PROBLEMS TO SOLVE:
A – Decide whether each statement below agrees with the blog post about the Listen to Your Mother event. Answer yes or no for each, and quote the words from the post that settle it.
(i) The writer's nerves had been present since audition day.
(ii) After reading, the writer sat back and relaxed while the other mothers read.
(iii) A woman told the writer after the event that her baby had not been planned.
B – Answer each question from the blog post about the Listen to Your Mother event.
(i) On what date was the post published?
(ii) Whom did the writer ramble to at the after party?
(iii) What did one producer say?
C – Write a continuation of the blog post about the Listen to Your Mother event, beginning after its final sentence.

--- DOCUMENT EXCERPT Enclosed Below ---

Wednesday, May 8, 2013

After Listen to Your Mother

I'm envious of writers who can churn out personal stories immediately following an event, experience or weekend. I need time to filter my thoughts and figure out where I really stand. This weekend's Listen to Your Mother event was no exception.

As we stood on the stage and waited patiently to take our bow, I could feel the nerves coming to a halt. Finally! Turns out they had been lingering since audition day. I kept telling myself it was just something silly - just sharing a little story - one that I've shared with you on this teeny blog. It isn't silly - it's my personal story. It's a big deal to write a personal story. To write that story and share it with friends, family and a bunch of strangers.

The show felt like a blur but I thought that after reading my piece, I could sit back, relax and listen to the other mothers. Instead, I was on the edge of my seat, crying (no surprise) and nervously cheered on my cast mates. I wanted them to shine - and they did.

After the event a woman came up to me and said "I have a story like yours. My baby wasn't planned." She had tears in her eyes. Then I started tearing up and neither one of us knew what to say. She said she just wanted me to know. I thanked her and held back tears.

At the after party, I rambled to our producers about the experience. I thought I did better than expected (I was always really nervous during rehearsals) and one producer chimed in with "It's a really big deal."

--- End of Enclosed DOCUMENT EXCERPT ---
--- MATERIAL PROVIDED Enclosed Below ---

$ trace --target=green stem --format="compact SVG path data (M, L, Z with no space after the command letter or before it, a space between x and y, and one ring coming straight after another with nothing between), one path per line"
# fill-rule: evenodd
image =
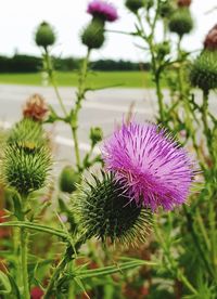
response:
M27 197L22 197L22 210L21 210L21 219L23 222L26 220L26 204ZM21 276L23 283L23 298L29 299L29 283L28 283L28 232L25 227L20 229L20 238L21 238Z
M21 270L22 281L24 287L24 299L29 299L29 284L28 284L28 261L27 261L27 245L28 245L28 233L24 227L21 229Z
M78 114L81 108L81 101L85 99L85 92L86 92L86 79L88 74L88 63L90 57L90 49L88 49L87 55L82 62L82 68L79 77L79 86L77 91L77 100L75 104L75 109L73 110L72 121L71 121L71 128L73 132L73 141L74 141L74 147L75 147L75 157L76 157L76 165L78 168L78 171L82 171L81 164L80 164L80 153L79 153L79 146L78 146Z
M51 276L51 280L50 280L47 290L44 292L43 299L51 298L53 290L54 290L55 283L58 282L60 275L63 273L67 263L75 259L77 251L79 250L80 246L87 240L87 238L88 238L87 236L81 236L77 240L77 243L75 244L74 247L69 246L66 249L66 252L65 252L63 259L60 261L60 263L58 264L58 266L55 268L55 270L53 272L53 275Z
M44 61L46 61L46 70L49 75L50 82L54 88L55 95L59 100L59 103L60 103L60 106L61 106L61 108L64 113L64 116L67 117L67 110L66 110L66 108L63 104L63 100L62 100L61 94L59 92L58 84L56 84L56 81L55 81L55 78L54 78L54 75L53 75L53 66L52 66L52 63L51 63L51 57L50 57L48 48L44 48Z
M196 234L196 232L194 230L194 226L193 226L193 222L194 222L193 218L192 218L191 213L187 210L186 206L183 206L183 211L184 211L184 214L187 217L187 223L188 223L189 232L191 233L192 239L195 244L195 248L199 251L199 255L201 256L201 258L203 260L203 263L204 263L204 265L207 270L207 273L210 275L210 277L213 277L214 276L213 270L209 265L208 260L206 259L204 250L201 246L201 240L199 239L197 234Z
M167 269L171 274L176 274L176 277L194 295L197 295L197 290L192 286L192 284L189 282L189 280L184 276L181 270L179 270L178 265L176 264L176 261L174 260L170 250L167 246L167 244L164 240L164 237L158 231L158 224L155 223L154 229L156 233L156 237L158 238L158 243L162 245L162 248L164 250L164 253L166 256L167 262L169 266L167 265Z
M142 24L142 20L139 15L137 14L137 18L140 25L140 30L142 31L142 38L148 42L150 47L150 53L151 53L151 60L152 60L152 73L154 76L154 82L156 86L156 95L157 95L157 102L158 102L158 112L159 112L159 122L164 122L165 120L165 115L164 115L164 95L162 92L162 87L161 87L161 72L159 72L159 66L157 66L157 60L155 57L155 51L154 51L154 44L153 44L153 39L154 39L154 31L155 31L155 26L156 26L156 21L158 16L158 9L159 9L159 1L157 2L157 8L156 8L156 13L154 16L153 23L150 25L151 27L151 34L148 37L144 31L144 27Z

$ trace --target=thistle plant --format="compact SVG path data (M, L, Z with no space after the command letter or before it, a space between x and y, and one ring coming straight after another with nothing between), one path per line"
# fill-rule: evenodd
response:
M24 118L12 128L1 161L2 179L15 191L14 216L22 223L27 219L28 197L46 184L51 168L51 154L40 123ZM21 226L21 275L23 298L29 297L28 283L28 233Z

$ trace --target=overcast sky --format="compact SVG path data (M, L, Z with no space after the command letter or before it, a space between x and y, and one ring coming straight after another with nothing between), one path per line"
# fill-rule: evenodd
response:
M80 43L80 29L90 16L86 13L88 0L7 0L1 1L0 10L0 54L11 55L17 49L20 53L39 55L33 36L41 21L52 24L58 32L58 42L53 53L58 55L81 56L85 47ZM132 30L133 16L124 6L124 0L111 0L118 10L119 21L108 24L107 29ZM191 11L195 20L195 29L186 38L187 50L202 47L204 36L217 23L217 0L193 0ZM144 56L130 37L108 34L105 46L94 51L93 58L124 58L140 61Z

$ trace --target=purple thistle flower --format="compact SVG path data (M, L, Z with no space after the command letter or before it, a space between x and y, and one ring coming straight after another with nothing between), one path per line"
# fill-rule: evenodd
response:
M130 200L171 210L186 202L194 177L186 151L156 125L123 125L104 142L107 170L126 184ZM117 198L118 199L118 198Z
M100 0L90 2L87 12L108 22L114 22L118 18L116 9L112 4Z

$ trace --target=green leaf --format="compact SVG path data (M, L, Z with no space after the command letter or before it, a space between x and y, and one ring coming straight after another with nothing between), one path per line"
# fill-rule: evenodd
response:
M12 288L9 277L0 271L0 294L10 294L11 290Z
M18 227L26 227L28 230L35 230L42 233L48 233L51 235L55 235L62 238L68 238L67 234L62 230L56 230L53 227L49 227L46 225L36 224L34 222L29 221L10 221L10 222L3 222L0 223L0 226L18 226Z
M93 269L93 270L82 270L78 272L76 276L79 278L99 277L103 275L111 275L117 272L123 272L125 270L133 269L136 266L141 266L141 265L156 265L156 263L135 259L131 261L119 263L117 265L108 265L108 266L103 266L103 268Z

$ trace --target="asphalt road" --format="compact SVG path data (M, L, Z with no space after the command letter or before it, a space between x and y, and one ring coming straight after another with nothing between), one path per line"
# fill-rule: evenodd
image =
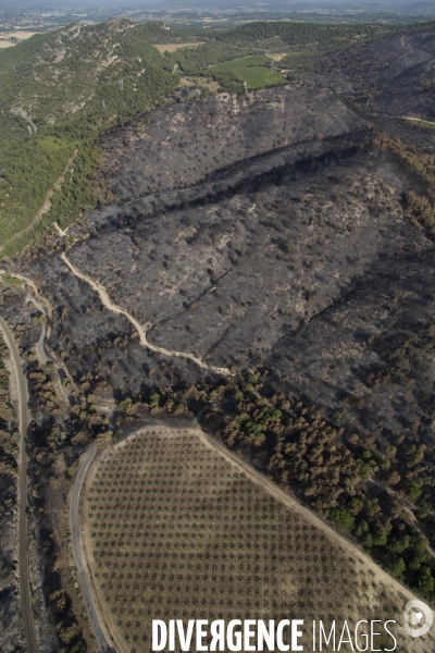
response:
M27 384L21 367L20 353L12 331L0 317L0 330L11 353L12 367L16 379L20 396L20 592L21 605L26 636L27 653L39 653L39 642L36 636L32 612L30 581L28 574L28 529L27 529L27 429L29 423Z
M96 455L97 449L91 447L86 452L78 473L76 476L73 490L71 492L70 498L70 530L71 530L71 540L73 543L73 552L75 557L75 563L77 566L78 581L82 588L82 596L85 603L86 612L88 614L89 624L92 628L94 636L97 640L97 645L101 653L111 653L113 649L108 644L105 636L101 629L100 620L98 618L98 613L96 606L94 604L92 593L89 587L89 580L86 572L86 568L83 565L82 557L82 549L80 549L80 531L79 531L79 520L78 520L78 512L79 512L79 500L80 500L80 490L84 478L86 477L86 472L91 464L94 456Z

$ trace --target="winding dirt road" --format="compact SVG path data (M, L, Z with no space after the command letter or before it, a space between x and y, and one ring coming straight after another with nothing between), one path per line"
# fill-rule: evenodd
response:
M59 190L59 188L62 186L63 182L65 181L65 175L69 172L69 170L72 168L73 163L74 163L74 159L76 158L78 153L78 150L74 150L74 152L71 155L70 159L67 160L65 170L62 172L62 174L57 178L57 181L54 182L54 185L52 188L50 188L49 190L47 190L46 194L46 198L44 200L44 204L41 206L41 208L39 209L39 211L35 214L35 217L32 219L32 222L29 224L27 224L27 226L25 226L23 230L21 230L20 232L17 232L16 234L14 234L13 236L11 236L7 242L9 243L13 243L14 241L16 241L16 238L18 238L20 236L22 236L23 234L28 233L29 231L33 230L33 227L38 224L44 215L46 213L48 213L48 211L51 209L51 198L54 195L55 190ZM0 246L0 252L3 251L4 247L1 245Z
M29 422L27 385L21 367L20 353L12 331L0 317L0 331L11 353L13 372L20 397L20 458L18 458L18 494L20 494L20 592L21 605L26 636L27 653L39 653L30 600L30 580L28 574L28 529L27 529L27 429Z
M71 272L75 276L77 276L78 279L82 279L82 281L86 281L86 283L88 283L95 291L97 291L97 293L100 296L101 304L105 308L108 308L112 312L125 316L127 318L127 320L129 320L132 322L133 326L136 329L137 333L139 334L140 344L144 345L144 347L148 347L148 349L151 349L151 352L158 352L159 354L163 354L163 356L186 358L187 360L192 360L200 368L202 368L204 370L210 370L211 372L216 372L217 374L224 374L225 377L231 375L231 371L228 369L207 365L207 362L204 362L201 358L194 356L194 354L186 354L184 352L174 352L173 349L164 349L163 347L157 347L156 345L152 345L147 340L147 332L144 329L144 326L141 326L141 324L139 324L139 322L136 320L136 318L134 318L127 310L125 310L124 308L121 308L121 306L116 306L116 304L113 304L113 301L109 297L109 293L107 292L104 286L99 281L94 281L92 279L90 279L90 276L87 276L86 274L80 272L78 270L78 268L76 268L74 266L74 263L72 263L66 258L65 252L61 254L61 259L70 268Z

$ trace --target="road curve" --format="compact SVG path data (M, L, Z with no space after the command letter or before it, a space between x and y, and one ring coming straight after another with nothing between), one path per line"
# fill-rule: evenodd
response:
M90 447L86 452L82 460L78 473L75 478L75 482L70 497L70 530L75 564L77 566L78 581L80 583L82 596L85 603L89 624L92 628L94 636L97 640L98 649L101 651L101 653L111 653L113 652L113 649L108 644L104 632L100 626L100 620L98 618L98 613L94 603L92 593L89 586L88 575L86 572L86 567L83 564L78 519L82 483L86 477L91 461L94 460L96 453L97 449L95 447Z
M3 318L0 317L0 331L11 353L12 368L16 379L20 397L20 459L18 459L18 489L20 489L20 592L21 606L26 636L27 653L39 653L39 642L36 634L34 615L32 612L30 581L28 574L28 529L27 529L27 429L29 422L27 384L21 367L20 353L12 331Z

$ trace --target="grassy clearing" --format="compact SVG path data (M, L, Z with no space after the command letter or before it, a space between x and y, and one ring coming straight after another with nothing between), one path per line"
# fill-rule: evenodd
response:
M283 75L270 66L271 60L268 57L253 54L250 57L243 57L241 59L235 59L227 63L219 63L211 66L210 71L233 71L246 82L248 90L285 84Z
M102 455L85 492L87 562L119 651L150 651L154 618L401 619L402 600L358 550L198 430L132 435Z
M197 48L198 46L202 46L203 41L196 41L189 44L153 44L154 48L159 50L159 52L175 52L176 50L181 50L182 48Z

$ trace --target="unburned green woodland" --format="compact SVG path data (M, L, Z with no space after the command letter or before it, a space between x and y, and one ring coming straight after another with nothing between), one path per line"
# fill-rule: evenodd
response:
M120 402L134 419L141 409L183 415L190 410L228 448L289 490L338 530L348 532L393 576L435 597L427 545L435 543L435 481L426 446L391 436L388 447L361 440L341 416L290 402L268 384L268 371L229 377L216 385L174 392L150 390ZM418 522L412 526L412 513Z
M71 25L0 52L0 256L15 256L54 221L65 226L95 206L98 136L152 111L181 75L214 79L232 93L300 82L318 56L397 29L252 23L204 33L114 20ZM186 41L204 42L163 54L152 47ZM279 61L264 57L273 53ZM51 205L38 214L74 152Z

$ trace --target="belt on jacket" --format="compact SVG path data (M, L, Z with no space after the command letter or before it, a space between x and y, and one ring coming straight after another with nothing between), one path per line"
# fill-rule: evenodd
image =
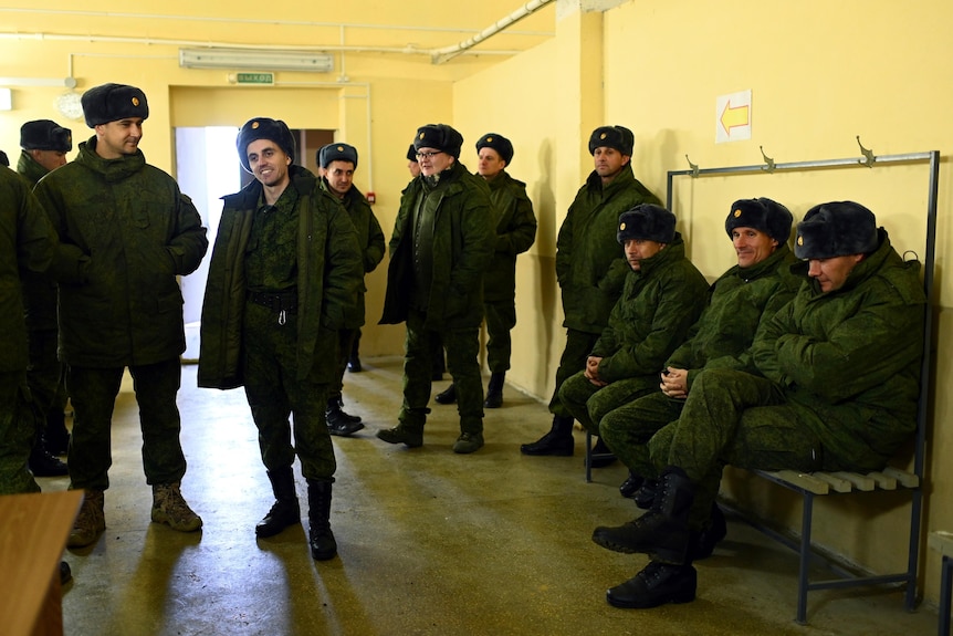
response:
M276 314L282 312L289 314L297 311L296 290L282 291L277 293L249 292L248 298L254 304L265 306Z

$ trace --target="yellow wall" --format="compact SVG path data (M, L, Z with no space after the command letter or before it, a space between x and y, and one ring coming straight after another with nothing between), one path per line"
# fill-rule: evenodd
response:
M91 9L96 8L93 4L96 2ZM109 9L100 4L104 11ZM480 3L481 9L484 4ZM493 4L495 19L513 3ZM195 7L163 3L168 11L195 11ZM202 11L250 18L255 7L245 1L209 2ZM402 3L378 3L378 8L376 21L411 22ZM146 2L137 10L161 9ZM421 23L426 19L415 17ZM62 15L6 13L3 21L3 32L76 30L75 20ZM229 85L222 72L179 69L174 45L10 38L0 39L0 76L65 76L72 71L81 91L107 81L140 86L151 108L143 149L150 163L169 171L175 125L240 125L253 114L285 118L300 127L336 127L337 138L360 139L371 148L362 148L356 183L367 189L373 175L378 195L375 211L387 233L408 179L404 155L417 126L446 122L459 127L467 139L463 163L471 168L472 144L479 135L493 129L511 137L516 150L511 171L527 183L540 231L536 246L519 261L520 323L509 377L546 399L564 342L553 272L555 237L566 207L591 169L585 148L589 131L601 124L631 127L636 132L636 175L661 197L666 173L684 169L685 155L702 168L758 164L758 146L779 163L850 157L859 156L855 140L859 135L878 155L939 149L946 156L953 148L949 125L953 88L947 81L953 43L945 33L951 23L953 6L943 0L908 2L902 8L887 0L636 0L605 14L569 12L556 21L551 41L503 62L500 58L468 58L433 66L419 56L348 54L344 58L348 81L344 83L336 74L279 73L280 86L240 90ZM150 32L168 30L158 21L140 27ZM276 42L302 37L297 28L269 30L258 24L251 29L227 22L213 27L218 37L233 40L253 37ZM209 28L189 24L182 37L198 38ZM118 32L123 24L121 19L109 18L97 21L95 29ZM405 41L411 38L427 37L415 33ZM342 56L336 60L339 67ZM716 96L748 88L753 92L752 139L715 144ZM18 154L19 126L27 119L52 118L71 125L76 140L86 135L82 123L64 122L53 108L53 100L62 92L14 88L15 110L0 113L0 148L12 159ZM947 386L951 375L946 373L953 357L949 336L949 286L953 283L942 275L953 232L945 222L953 181L945 158L942 170L935 404L925 512L929 530L953 529L953 512L941 503L953 496L953 468L943 461L953 446L945 425L953 409ZM850 175L819 171L682 179L676 195L679 229L692 259L710 278L732 262L722 223L727 206L742 197L776 197L797 217L823 200L855 198L877 212L901 248L922 256L922 167L878 166ZM369 324L362 344L366 354L401 350L399 326L374 325L384 273L383 265L367 281ZM533 435L543 432L547 419L541 406ZM744 477L730 482L732 496L790 522L792 502L778 498L775 490ZM878 503L862 510L855 510L852 503L839 504L847 514L823 510L818 514L821 539L875 569L886 567L887 562L896 566L897 555L905 552L897 532L902 525L902 507L890 498ZM834 523L823 520L831 515ZM926 550L925 541L922 562L925 595L935 601L939 557Z

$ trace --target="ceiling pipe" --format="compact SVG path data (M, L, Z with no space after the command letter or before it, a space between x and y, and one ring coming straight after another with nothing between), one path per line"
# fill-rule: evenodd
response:
M493 23L492 27L488 27L476 35L473 35L469 40L464 40L458 44L453 44L452 46L444 46L443 49L432 49L430 51L430 61L434 64L442 64L449 60L452 60L457 55L464 53L479 44L480 42L492 38L500 31L503 31L511 24L519 22L523 18L527 15L532 15L553 0L533 0L532 2L526 2L522 8L513 11L502 20L498 20Z

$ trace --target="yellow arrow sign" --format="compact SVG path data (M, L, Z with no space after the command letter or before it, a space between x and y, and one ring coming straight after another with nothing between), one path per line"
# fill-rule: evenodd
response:
M721 125L724 132L731 136L731 129L739 126L747 126L751 123L751 111L747 104L732 107L731 100L725 104L721 114Z

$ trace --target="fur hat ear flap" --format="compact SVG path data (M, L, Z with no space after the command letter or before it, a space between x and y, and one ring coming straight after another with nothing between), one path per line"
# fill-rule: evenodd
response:
M877 250L877 218L853 201L810 208L797 225L794 254L803 260L868 254Z
M670 243L674 238L676 216L661 206L640 204L619 216L616 239L620 244L632 239Z

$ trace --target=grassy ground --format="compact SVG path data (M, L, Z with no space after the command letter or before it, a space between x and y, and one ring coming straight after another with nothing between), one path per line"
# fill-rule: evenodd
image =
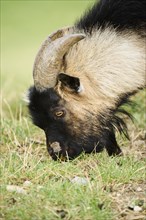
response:
M72 162L51 160L44 134L31 124L22 101L38 45L91 3L2 1L0 219L144 219L145 91L129 108L135 117L135 125L128 121L130 141L118 137L123 157L103 152ZM75 177L84 182L73 182Z

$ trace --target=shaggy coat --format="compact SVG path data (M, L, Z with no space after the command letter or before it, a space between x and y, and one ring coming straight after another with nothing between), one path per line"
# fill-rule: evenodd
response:
M73 27L43 43L28 107L53 159L104 148L109 155L121 154L115 131L128 134L119 113L130 115L120 107L146 85L145 10L145 0L101 0ZM61 47L62 57L52 67L52 47L68 36L74 42L66 43L66 51Z

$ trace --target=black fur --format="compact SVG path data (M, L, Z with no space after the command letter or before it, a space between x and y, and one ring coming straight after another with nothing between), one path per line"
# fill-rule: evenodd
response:
M117 31L130 29L137 31L142 36L146 24L145 11L146 0L101 0L77 21L75 26L87 33L92 33L93 29L104 29L107 26L112 26ZM78 92L80 86L78 78L59 74L58 80L64 86ZM116 130L128 138L126 123L120 115L124 114L132 118L121 106L129 103L129 97L133 93L123 94L119 97L115 109L107 109L106 112L100 112L97 117L93 116L92 110L90 112L89 109L88 113L91 114L91 117L87 118L85 122L79 121L79 134L73 134L68 129L63 117L56 117L56 111L61 110L66 114L67 110L65 109L65 101L61 100L61 97L57 95L53 88L44 92L37 91L35 87L30 88L28 108L33 123L44 130L47 149L54 160L61 156L66 157L66 152L68 158L73 159L82 151L85 153L100 152L104 148L112 156L121 154L115 137ZM98 128L97 133L93 129L93 124L96 123L100 123L100 131ZM70 118L70 124L72 124L72 118ZM91 124L91 126L88 132L86 131L85 133L84 129L88 124ZM51 147L50 143L53 142L60 143L61 150L58 154Z
M146 26L146 0L101 0L76 22L85 32L111 25L117 30L139 31Z

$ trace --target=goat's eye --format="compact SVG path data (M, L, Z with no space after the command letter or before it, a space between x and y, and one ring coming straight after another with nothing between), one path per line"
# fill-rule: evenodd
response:
M65 112L63 110L60 110L60 111L56 111L55 112L55 116L56 117L63 117L65 115Z

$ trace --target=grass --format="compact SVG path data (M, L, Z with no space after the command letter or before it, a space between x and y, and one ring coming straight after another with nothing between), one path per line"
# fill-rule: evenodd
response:
M32 64L42 39L57 27L72 23L91 3L2 1L0 219L145 217L145 90L133 97L135 104L127 107L135 125L128 121L130 141L118 137L124 156L114 158L102 152L82 154L68 162L53 161L44 134L32 125L22 101L22 93L32 83ZM54 21L54 10L61 19ZM47 29L48 14L53 25ZM73 183L77 176L86 184ZM130 210L131 205L138 205L141 211Z

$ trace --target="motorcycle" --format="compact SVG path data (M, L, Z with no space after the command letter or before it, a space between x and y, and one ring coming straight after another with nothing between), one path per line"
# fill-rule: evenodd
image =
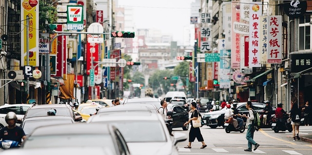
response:
M271 128L275 133L278 133L279 131L288 130L289 132L292 132L292 127L291 124L291 121L288 119L288 116L285 115L281 119L277 119L274 116L273 119Z
M2 149L8 149L20 147L20 145L18 141L11 140L0 140L0 148Z
M244 124L238 129L235 129L232 123L229 123L228 120L226 120L224 122L224 128L225 129L225 132L227 133L229 133L231 131L239 132L242 133L245 131L245 129L246 129L246 126Z

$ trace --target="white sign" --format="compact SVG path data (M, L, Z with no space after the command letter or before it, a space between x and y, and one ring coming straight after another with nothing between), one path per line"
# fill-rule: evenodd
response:
M40 33L39 37L39 53L50 53L50 34L48 33Z

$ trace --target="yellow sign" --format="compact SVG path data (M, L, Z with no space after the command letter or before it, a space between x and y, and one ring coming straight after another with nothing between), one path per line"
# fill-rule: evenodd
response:
M36 0L21 0L21 66L39 66L39 4ZM27 18L29 27L27 29ZM27 32L28 36L27 36ZM27 43L29 44L29 64L27 64Z

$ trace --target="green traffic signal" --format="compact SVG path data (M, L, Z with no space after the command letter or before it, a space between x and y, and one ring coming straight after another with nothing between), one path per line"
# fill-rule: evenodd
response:
M111 37L119 38L134 38L134 32L112 31Z

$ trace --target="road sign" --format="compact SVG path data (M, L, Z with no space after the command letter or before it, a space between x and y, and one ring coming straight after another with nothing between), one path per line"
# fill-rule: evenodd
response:
M90 86L94 86L94 69L90 69Z
M172 80L177 80L179 79L179 77L177 76L174 76L171 77Z
M205 62L220 62L220 53L205 53Z
M120 59L118 60L118 66L120 67L125 67L127 65L127 60L124 59Z

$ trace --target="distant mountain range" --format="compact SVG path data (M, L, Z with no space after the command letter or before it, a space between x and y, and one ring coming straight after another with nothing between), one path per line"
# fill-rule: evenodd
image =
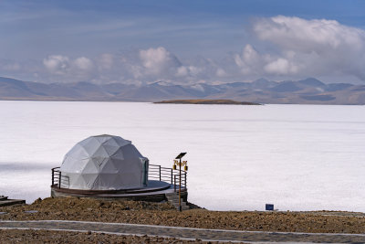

--- End of Enclosed MATERIAL PROVIDED ---

RESPONSES BY TASK:
A –
(i) Yes: "Turns out they had been lingering since audition day."
(ii) No: "Instead, I was on the edge of my seat, crying (no surprise) and nervously cheered on my cast mates."
(iii) Yes: "My baby wasn't planned."

B –
(i) Wednesday, May 8, 2013
(ii) The producers
(iii) "It's a really big deal."

C –
I wouldn't have believed her that morning but after reading my piece, I nodded along in agreement. It was a big deal. Listen to Your Mother claims to give Mother's Day a microphone. For me, it did so much more. It shook something loose that I didn't even know was stuck. I feel my story had momentum, closure, validity, a community and a voice.

I can't wait to hear the 2014 Listen to Your Mother show. Hopefully, being in the audience will mean that I won't be a hot mess but judging by the emotion of this year's show, that's pretty unlikely.


  1. No audience, girl. I'm pulling for you to drive to Madison and audition. You got a story, and people just want to feel like they're not the only ones. We love you.

  2. I'm so proud of you for doing this! Although I couldn't be there, I know you rocked and you're clearly an inspiration to other women and obviously other mothers! Glad you got your story out!